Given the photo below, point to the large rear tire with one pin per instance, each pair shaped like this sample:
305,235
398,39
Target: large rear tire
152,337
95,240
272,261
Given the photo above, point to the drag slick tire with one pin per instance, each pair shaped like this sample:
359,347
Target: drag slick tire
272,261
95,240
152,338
=-=-=-=-=
Goal of the exercise:
Return the rows from the line containing "Given the photo above, point" through the end of the rows, both included, copied verbatim.

Full output:
Given the photo above, point to the drag slick tire with one pin per instance, each pair shaped like this sample:
359,347
Target: drag slick tire
272,261
95,240
152,338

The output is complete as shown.